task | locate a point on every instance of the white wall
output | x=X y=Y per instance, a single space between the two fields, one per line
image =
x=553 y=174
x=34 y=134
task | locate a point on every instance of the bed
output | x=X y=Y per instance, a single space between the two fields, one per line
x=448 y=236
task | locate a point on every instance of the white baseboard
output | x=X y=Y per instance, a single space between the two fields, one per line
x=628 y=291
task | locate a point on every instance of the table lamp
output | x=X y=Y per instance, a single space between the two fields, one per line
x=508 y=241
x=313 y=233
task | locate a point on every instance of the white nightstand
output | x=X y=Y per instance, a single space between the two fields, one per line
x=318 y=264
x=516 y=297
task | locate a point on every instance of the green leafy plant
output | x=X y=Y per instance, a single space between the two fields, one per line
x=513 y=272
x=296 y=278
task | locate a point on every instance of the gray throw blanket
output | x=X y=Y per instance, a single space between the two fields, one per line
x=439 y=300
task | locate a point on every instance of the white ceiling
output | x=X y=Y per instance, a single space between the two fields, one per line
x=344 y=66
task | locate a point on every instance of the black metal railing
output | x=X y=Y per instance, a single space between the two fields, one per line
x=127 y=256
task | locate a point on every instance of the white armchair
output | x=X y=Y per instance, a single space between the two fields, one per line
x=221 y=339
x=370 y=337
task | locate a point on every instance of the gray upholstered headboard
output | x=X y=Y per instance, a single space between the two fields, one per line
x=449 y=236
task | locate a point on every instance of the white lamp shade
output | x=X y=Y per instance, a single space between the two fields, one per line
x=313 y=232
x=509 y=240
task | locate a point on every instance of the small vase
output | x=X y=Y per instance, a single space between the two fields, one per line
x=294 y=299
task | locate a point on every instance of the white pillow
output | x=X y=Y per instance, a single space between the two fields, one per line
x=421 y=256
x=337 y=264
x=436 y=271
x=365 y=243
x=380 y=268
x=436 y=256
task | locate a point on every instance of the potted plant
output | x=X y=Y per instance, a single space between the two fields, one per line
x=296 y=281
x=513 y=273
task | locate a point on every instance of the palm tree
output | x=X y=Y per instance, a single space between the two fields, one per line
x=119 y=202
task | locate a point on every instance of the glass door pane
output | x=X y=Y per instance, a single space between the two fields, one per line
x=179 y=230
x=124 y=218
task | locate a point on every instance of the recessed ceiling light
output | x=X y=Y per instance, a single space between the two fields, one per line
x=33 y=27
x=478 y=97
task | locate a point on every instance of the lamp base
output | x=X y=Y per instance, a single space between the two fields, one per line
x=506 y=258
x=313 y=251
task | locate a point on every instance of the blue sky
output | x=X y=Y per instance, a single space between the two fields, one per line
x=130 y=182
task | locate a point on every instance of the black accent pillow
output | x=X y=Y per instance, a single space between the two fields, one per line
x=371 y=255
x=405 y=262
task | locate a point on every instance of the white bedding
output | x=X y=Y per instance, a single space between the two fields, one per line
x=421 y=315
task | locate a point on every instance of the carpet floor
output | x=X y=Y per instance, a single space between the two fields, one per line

▶ **The task**: Only lines holding the word "ceiling" are wanted; list them all from the material.

▶ **Answer to the problem**:
task | locate a point on every instance of the white ceiling
task | locate a point on every instance of the recessed ceiling light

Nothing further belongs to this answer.